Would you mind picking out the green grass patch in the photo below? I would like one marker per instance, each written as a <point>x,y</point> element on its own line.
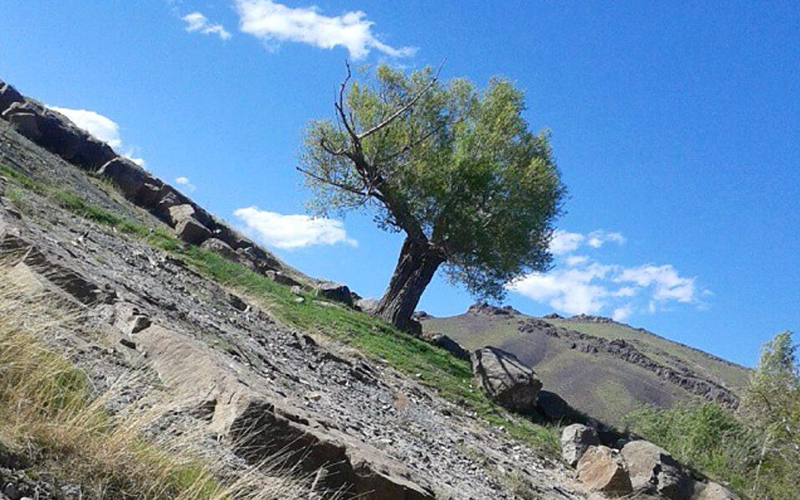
<point>432,366</point>
<point>451,377</point>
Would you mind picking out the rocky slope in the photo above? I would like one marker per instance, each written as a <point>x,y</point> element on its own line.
<point>601,368</point>
<point>247,385</point>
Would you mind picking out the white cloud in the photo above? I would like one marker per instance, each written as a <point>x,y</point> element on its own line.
<point>185,182</point>
<point>667,283</point>
<point>598,238</point>
<point>197,22</point>
<point>293,231</point>
<point>581,284</point>
<point>572,291</point>
<point>274,23</point>
<point>622,313</point>
<point>564,242</point>
<point>576,260</point>
<point>102,127</point>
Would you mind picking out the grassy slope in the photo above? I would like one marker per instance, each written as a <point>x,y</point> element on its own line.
<point>597,385</point>
<point>432,366</point>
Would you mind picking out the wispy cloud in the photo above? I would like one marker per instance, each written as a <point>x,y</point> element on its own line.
<point>101,127</point>
<point>197,22</point>
<point>294,230</point>
<point>565,242</point>
<point>275,23</point>
<point>581,284</point>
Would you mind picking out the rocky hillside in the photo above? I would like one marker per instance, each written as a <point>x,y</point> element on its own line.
<point>601,368</point>
<point>215,338</point>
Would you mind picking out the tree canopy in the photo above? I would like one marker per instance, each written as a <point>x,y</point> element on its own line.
<point>453,166</point>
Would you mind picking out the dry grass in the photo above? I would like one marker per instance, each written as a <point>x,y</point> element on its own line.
<point>51,418</point>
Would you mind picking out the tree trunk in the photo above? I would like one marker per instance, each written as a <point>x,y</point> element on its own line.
<point>415,268</point>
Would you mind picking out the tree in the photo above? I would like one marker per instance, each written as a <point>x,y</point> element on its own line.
<point>771,407</point>
<point>453,167</point>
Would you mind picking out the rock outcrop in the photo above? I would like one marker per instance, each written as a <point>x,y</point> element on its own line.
<point>601,469</point>
<point>450,346</point>
<point>653,469</point>
<point>505,379</point>
<point>336,292</point>
<point>575,440</point>
<point>712,491</point>
<point>628,352</point>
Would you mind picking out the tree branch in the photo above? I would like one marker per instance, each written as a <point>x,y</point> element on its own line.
<point>340,185</point>
<point>402,108</point>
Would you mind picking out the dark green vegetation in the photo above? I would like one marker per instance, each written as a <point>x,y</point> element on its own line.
<point>757,448</point>
<point>596,383</point>
<point>432,366</point>
<point>454,167</point>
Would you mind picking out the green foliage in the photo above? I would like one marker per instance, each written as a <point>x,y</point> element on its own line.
<point>457,168</point>
<point>435,367</point>
<point>756,449</point>
<point>705,436</point>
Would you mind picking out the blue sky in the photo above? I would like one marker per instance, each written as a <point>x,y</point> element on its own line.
<point>676,126</point>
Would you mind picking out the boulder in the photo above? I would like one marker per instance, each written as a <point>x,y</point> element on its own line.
<point>335,292</point>
<point>58,134</point>
<point>126,175</point>
<point>450,346</point>
<point>505,379</point>
<point>367,305</point>
<point>221,248</point>
<point>8,96</point>
<point>282,278</point>
<point>653,468</point>
<point>575,440</point>
<point>712,491</point>
<point>554,407</point>
<point>601,469</point>
<point>178,213</point>
<point>191,231</point>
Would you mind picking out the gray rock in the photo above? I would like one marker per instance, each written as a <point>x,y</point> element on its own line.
<point>126,175</point>
<point>575,440</point>
<point>367,305</point>
<point>282,278</point>
<point>220,247</point>
<point>450,346</point>
<point>505,379</point>
<point>712,491</point>
<point>601,469</point>
<point>653,468</point>
<point>191,231</point>
<point>58,134</point>
<point>8,96</point>
<point>335,292</point>
<point>178,213</point>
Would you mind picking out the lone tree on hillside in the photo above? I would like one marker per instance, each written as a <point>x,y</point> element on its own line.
<point>453,167</point>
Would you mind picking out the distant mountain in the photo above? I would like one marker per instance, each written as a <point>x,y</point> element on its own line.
<point>600,367</point>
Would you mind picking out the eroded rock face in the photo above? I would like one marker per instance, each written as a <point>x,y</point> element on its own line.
<point>575,440</point>
<point>191,231</point>
<point>653,468</point>
<point>58,134</point>
<point>505,379</point>
<point>126,175</point>
<point>336,292</point>
<point>712,491</point>
<point>450,346</point>
<point>600,469</point>
<point>8,96</point>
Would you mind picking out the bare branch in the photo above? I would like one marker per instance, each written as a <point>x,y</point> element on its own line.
<point>402,109</point>
<point>340,185</point>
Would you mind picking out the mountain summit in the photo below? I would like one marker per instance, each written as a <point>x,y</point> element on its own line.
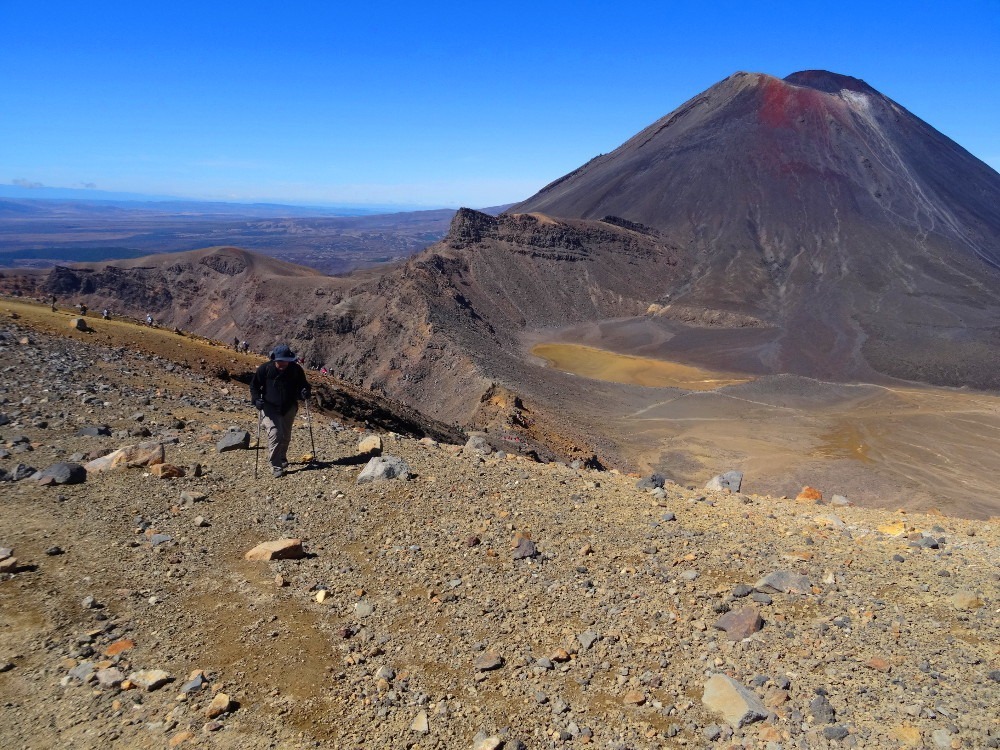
<point>816,204</point>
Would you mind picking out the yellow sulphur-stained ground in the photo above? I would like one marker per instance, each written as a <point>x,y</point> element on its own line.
<point>599,364</point>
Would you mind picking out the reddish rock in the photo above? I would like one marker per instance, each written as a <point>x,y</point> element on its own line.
<point>809,495</point>
<point>119,647</point>
<point>878,664</point>
<point>166,471</point>
<point>740,623</point>
<point>488,660</point>
<point>220,704</point>
<point>279,549</point>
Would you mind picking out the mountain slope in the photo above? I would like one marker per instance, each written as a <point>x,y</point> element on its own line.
<point>823,207</point>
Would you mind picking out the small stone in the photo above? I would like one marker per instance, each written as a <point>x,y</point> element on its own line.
<point>62,473</point>
<point>822,710</point>
<point>941,738</point>
<point>83,672</point>
<point>482,742</point>
<point>525,549</point>
<point>150,679</point>
<point>420,723</point>
<point>119,647</point>
<point>166,471</point>
<point>835,732</point>
<point>740,623</point>
<point>784,581</point>
<point>878,664</point>
<point>809,495</point>
<point>233,440</point>
<point>279,549</point>
<point>220,704</point>
<point>634,698</point>
<point>965,600</point>
<point>109,678</point>
<point>488,661</point>
<point>907,735</point>
<point>737,704</point>
<point>196,681</point>
<point>190,498</point>
<point>370,445</point>
<point>731,480</point>
<point>384,468</point>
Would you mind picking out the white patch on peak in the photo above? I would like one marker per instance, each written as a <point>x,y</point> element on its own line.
<point>857,100</point>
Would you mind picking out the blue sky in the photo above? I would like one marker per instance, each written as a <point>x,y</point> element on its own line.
<point>432,104</point>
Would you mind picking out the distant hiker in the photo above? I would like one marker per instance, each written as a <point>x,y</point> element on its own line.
<point>275,389</point>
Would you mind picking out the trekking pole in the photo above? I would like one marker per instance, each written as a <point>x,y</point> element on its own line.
<point>311,442</point>
<point>256,459</point>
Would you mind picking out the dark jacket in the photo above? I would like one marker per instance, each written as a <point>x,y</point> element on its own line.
<point>276,388</point>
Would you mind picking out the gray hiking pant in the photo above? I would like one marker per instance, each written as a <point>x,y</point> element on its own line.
<point>278,427</point>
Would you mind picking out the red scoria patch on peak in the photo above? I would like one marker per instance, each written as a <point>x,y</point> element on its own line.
<point>782,103</point>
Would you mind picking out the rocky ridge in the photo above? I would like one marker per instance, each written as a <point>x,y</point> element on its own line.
<point>486,601</point>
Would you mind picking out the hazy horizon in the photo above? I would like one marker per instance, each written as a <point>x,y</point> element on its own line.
<point>399,105</point>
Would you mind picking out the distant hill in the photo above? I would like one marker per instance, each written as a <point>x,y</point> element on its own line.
<point>864,238</point>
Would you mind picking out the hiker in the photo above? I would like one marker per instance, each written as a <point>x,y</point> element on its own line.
<point>275,389</point>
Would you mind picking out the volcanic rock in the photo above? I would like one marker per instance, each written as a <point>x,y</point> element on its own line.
<point>279,549</point>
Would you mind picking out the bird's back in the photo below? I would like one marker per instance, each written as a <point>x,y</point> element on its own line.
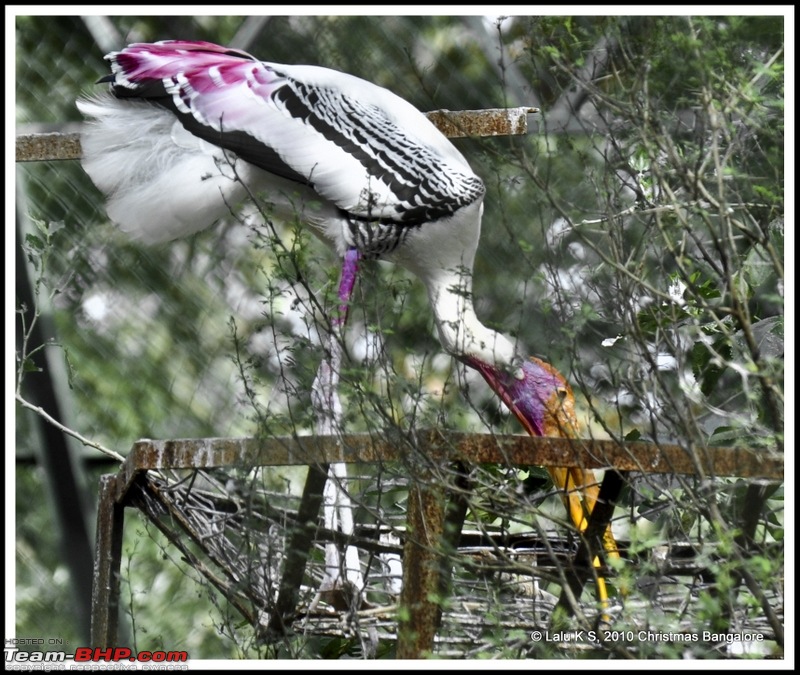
<point>190,128</point>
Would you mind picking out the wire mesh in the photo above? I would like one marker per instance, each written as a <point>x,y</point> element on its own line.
<point>598,253</point>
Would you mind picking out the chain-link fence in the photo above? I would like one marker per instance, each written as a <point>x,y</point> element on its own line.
<point>633,239</point>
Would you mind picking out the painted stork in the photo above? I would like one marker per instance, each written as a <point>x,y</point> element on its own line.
<point>190,128</point>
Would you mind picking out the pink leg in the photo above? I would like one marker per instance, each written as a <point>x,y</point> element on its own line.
<point>346,284</point>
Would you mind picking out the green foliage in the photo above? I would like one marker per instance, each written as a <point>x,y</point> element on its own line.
<point>635,241</point>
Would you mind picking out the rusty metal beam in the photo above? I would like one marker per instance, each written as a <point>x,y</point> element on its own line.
<point>108,557</point>
<point>447,446</point>
<point>420,603</point>
<point>452,123</point>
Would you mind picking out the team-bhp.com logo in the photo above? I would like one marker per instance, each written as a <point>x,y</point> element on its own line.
<point>94,654</point>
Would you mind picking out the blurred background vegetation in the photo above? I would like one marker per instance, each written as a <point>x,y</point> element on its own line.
<point>634,238</point>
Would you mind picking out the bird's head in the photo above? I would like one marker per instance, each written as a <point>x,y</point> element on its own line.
<point>537,394</point>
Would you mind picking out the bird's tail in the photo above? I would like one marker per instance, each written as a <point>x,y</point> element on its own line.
<point>161,181</point>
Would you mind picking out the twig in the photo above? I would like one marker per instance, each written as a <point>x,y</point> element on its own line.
<point>91,444</point>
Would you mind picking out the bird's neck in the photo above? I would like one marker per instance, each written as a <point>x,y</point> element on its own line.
<point>460,331</point>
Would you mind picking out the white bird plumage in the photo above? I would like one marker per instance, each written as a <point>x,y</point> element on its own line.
<point>190,128</point>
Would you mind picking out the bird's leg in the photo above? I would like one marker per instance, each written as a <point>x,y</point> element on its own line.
<point>580,495</point>
<point>338,509</point>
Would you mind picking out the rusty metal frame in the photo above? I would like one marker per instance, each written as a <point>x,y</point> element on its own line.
<point>426,515</point>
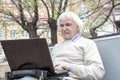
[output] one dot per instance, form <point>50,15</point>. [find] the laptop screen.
<point>28,54</point>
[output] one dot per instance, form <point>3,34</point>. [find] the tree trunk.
<point>33,34</point>
<point>53,27</point>
<point>53,36</point>
<point>117,23</point>
<point>92,32</point>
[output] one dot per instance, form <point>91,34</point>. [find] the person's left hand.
<point>62,67</point>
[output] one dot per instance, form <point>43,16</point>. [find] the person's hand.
<point>62,67</point>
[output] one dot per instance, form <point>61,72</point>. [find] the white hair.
<point>72,15</point>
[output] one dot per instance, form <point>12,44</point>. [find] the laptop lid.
<point>28,54</point>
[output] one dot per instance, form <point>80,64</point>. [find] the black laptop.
<point>25,54</point>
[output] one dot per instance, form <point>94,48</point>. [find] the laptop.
<point>25,54</point>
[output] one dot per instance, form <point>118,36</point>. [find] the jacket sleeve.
<point>93,68</point>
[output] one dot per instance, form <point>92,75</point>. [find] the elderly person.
<point>76,54</point>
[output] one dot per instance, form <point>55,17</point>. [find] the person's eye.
<point>68,24</point>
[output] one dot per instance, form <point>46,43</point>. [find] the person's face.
<point>68,28</point>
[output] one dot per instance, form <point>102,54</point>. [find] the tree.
<point>53,11</point>
<point>28,6</point>
<point>100,12</point>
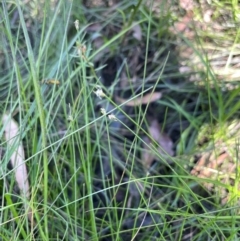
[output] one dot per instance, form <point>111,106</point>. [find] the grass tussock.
<point>126,114</point>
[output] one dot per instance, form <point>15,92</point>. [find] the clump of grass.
<point>88,180</point>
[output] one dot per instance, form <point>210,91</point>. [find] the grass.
<point>88,178</point>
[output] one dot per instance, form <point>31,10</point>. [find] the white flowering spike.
<point>112,117</point>
<point>99,93</point>
<point>103,111</point>
<point>76,23</point>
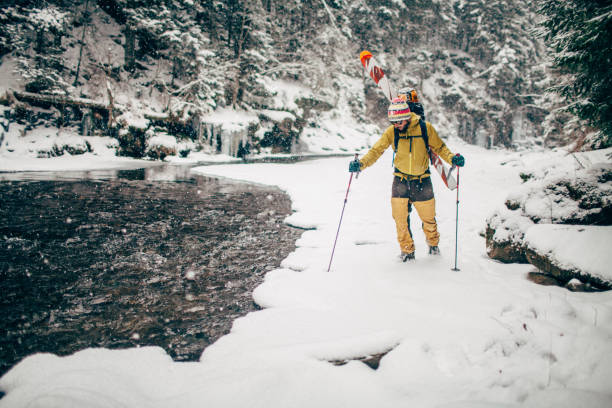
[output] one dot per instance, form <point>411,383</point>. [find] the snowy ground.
<point>481,337</point>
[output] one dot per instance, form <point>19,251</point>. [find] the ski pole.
<point>342,215</point>
<point>457,225</point>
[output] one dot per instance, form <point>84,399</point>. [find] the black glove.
<point>458,160</point>
<point>354,166</point>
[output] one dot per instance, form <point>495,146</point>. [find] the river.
<point>116,259</point>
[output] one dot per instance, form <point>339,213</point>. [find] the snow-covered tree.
<point>580,34</point>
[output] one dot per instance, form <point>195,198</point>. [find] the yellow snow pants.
<point>401,208</point>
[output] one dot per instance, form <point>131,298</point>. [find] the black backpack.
<point>415,106</point>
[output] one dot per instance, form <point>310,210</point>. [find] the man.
<point>411,181</point>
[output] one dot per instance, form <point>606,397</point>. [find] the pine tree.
<point>580,34</point>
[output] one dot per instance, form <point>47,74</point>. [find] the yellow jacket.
<point>411,157</point>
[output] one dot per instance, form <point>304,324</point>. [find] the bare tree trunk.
<point>130,48</point>
<point>85,23</point>
<point>238,49</point>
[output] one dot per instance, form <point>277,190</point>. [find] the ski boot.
<point>405,256</point>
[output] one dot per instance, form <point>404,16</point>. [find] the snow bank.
<point>575,247</point>
<point>481,337</point>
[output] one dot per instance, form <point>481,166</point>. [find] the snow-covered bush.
<point>565,189</point>
<point>159,146</point>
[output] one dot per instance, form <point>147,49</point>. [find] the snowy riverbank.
<point>484,336</point>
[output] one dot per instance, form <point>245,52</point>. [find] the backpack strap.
<point>423,135</point>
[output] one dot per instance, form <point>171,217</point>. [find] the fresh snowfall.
<point>484,336</point>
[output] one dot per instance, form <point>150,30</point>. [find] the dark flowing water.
<point>142,257</point>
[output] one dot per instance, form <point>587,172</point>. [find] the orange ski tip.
<point>365,55</point>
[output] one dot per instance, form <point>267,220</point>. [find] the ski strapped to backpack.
<point>445,173</point>
<point>378,75</point>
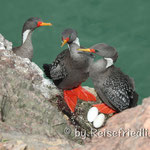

Your task:
Copy the data above word for word, starting with the line that contains "Would you mind picking out the gray hiking" and going on through the line that contains "<point>864,238</point>".

Task output:
Would you mind picking out the gray hiking pant in the photo above? I would like one marker per instance, each written as a <point>x,y</point> element on its own line.
<point>278,427</point>
Would you mind picking out the red scoria patch on peak in the photo above? I would like one marker per instance, each written as a <point>x,y</point> element on its own line.
<point>782,103</point>
Would you mind picking out the rocky ridge in the photo above? I would like one marker per instance, each written as a <point>x,y</point> element on its own line.
<point>486,601</point>
Would you mind picking out the hazy horizon in the photo above? I would like one marker per instance, each written as a <point>x,y</point> element on its own line.
<point>399,105</point>
Would you mind picking out the distant hill in the photo above? I would like one marker per instance, each written as a <point>x,y</point> element on its own line.
<point>864,238</point>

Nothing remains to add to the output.